**Entries provided**
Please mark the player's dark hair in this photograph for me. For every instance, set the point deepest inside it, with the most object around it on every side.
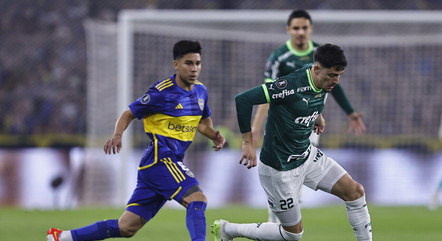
(299, 14)
(330, 55)
(184, 47)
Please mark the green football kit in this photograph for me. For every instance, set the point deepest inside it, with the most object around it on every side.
(286, 59)
(295, 104)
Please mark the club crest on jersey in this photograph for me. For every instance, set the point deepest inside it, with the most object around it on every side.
(281, 83)
(145, 99)
(201, 104)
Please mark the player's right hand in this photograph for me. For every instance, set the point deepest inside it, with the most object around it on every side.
(248, 157)
(113, 145)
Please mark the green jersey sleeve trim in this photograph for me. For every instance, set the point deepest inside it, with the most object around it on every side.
(266, 92)
(299, 53)
(310, 81)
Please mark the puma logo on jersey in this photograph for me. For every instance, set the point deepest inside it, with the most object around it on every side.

**What is required**
Please transcribe every one of the records above word for word, omitting the pictures.

**Exercise result**
Please mark the player's dark hair in this photograph for me. For every instance, set the point deepest inside it, with the most object around it on every side.
(299, 14)
(330, 55)
(184, 47)
Please mark the green football kit in this photograph for me. For every instance, set the point deepest inside it, with the most object around it on every side.
(286, 59)
(295, 104)
Please mark the club crest on jersey in this photograph for me. For every instance, set the point deepest inside it, with the most object around it on every side.
(281, 83)
(145, 99)
(201, 104)
Please mark the player's right hand in this photograph for me. For every instance, set the point deepest inside it, with the most object around it on every side.
(248, 157)
(113, 145)
Please mark the green jersey sleeve trim in this photograph for me. For every instance, set the point deepest inside it, with the most object around it on every side.
(266, 92)
(299, 53)
(310, 81)
Please mark the puma logo on jersey in this photograph for me. For every instance, set the point deepest inside it, with the most object around it on every side.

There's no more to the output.